• Your task
Answer these questions using the text on care home investment below.
1. According to the ONS, what percentage of the UK population will be aged 65 years or more by 2027?
2. To what two factors does the text attribute steadily growing life expectancies?
3. How does the text compare the duration of rental income from care homes with that from traditional rental properties?

• Given text
○ ○ ○
Across the globe, care home investment has emerged as one of the most preferred property investment vehicles among new and experienced investors alike. In the UK, the population of senior citizens is increasing steadily, and that’s the key reason why this investment option has a significant growth opportunity.
According to the ONS (Office of National Statistics), 20.7% of the UK population will be aged 65 years or more by 2027. As a result, there will be a significant inconsistency between the present capacity of care homes and what’ll be required within the next 5 to 10 years. To fulfil the lack of care homes and meet senior care needs efficiently, there’ll be a massive demand for care homes in many areas of our country.
Additionally, life expectancies are growing steadily, thanks to the increased awareness of the benefits of adopting healthy lifestyle habits as well as the advancements in modern medicine. The increase in life expectancies is also giving a sharp rise in the demand for care homes where highly-dependent elderly people can spend the rest of their lives.
From an investor’s perspective, care home investment brings a hands-off yet highly attractive option to build a healthy property portfolio while ensuring a good rental income.
Key advantages of care home investment
If you’re thinking about investing in care homes but feeling a little hesitant, the following should help make up your mind.
- Assured rental income: Rental income is one of the most important reasons many investors opt for property investment. By investing in care homes, you can not only ensure regular income but that it flows for a longer tenure than traditional rental properties as well.
○ ○ ○
• Information given
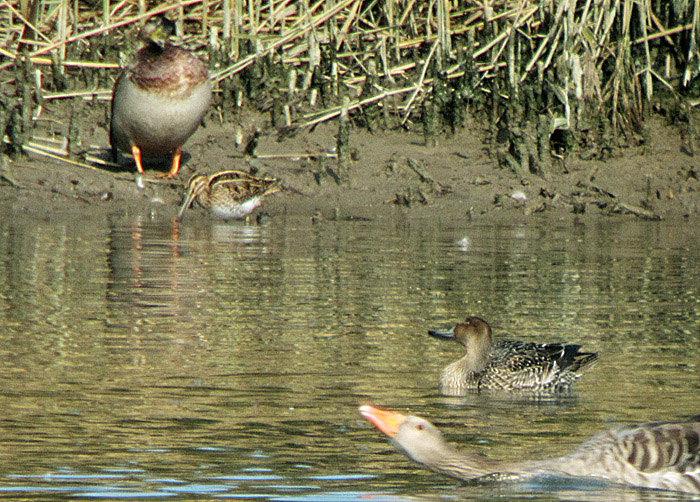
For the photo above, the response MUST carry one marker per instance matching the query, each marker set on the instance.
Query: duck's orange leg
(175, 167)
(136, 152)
○ ○ ○
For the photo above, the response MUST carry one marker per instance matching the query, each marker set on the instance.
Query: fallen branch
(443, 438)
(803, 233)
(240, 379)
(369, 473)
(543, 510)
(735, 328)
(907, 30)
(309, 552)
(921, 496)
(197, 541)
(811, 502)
○ ○ ○
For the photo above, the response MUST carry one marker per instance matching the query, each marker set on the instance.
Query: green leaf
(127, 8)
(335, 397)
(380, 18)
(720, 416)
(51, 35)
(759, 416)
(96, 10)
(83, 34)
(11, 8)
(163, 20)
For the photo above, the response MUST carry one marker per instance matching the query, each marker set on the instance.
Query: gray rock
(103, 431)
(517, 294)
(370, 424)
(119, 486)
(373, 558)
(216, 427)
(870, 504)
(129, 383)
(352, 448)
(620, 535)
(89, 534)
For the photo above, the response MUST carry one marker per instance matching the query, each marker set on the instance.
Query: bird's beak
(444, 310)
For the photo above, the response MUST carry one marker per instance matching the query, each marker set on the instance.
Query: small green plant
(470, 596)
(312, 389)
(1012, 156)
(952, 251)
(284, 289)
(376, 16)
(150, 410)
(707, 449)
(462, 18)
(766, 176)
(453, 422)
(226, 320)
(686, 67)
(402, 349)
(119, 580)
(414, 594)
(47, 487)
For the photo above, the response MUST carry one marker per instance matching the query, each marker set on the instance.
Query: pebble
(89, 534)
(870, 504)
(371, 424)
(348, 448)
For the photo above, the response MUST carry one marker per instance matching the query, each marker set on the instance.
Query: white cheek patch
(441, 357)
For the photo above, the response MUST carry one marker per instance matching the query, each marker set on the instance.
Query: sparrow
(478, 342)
○ ○ ○
• Output of the exercise
1. 20.7%.
2. Increased awareness of the benefits of adopting healthy lifestyle habits, and advancements in modern medicine.
3. Rental income from care homes flows for a longer tenure than that from traditional rental properties.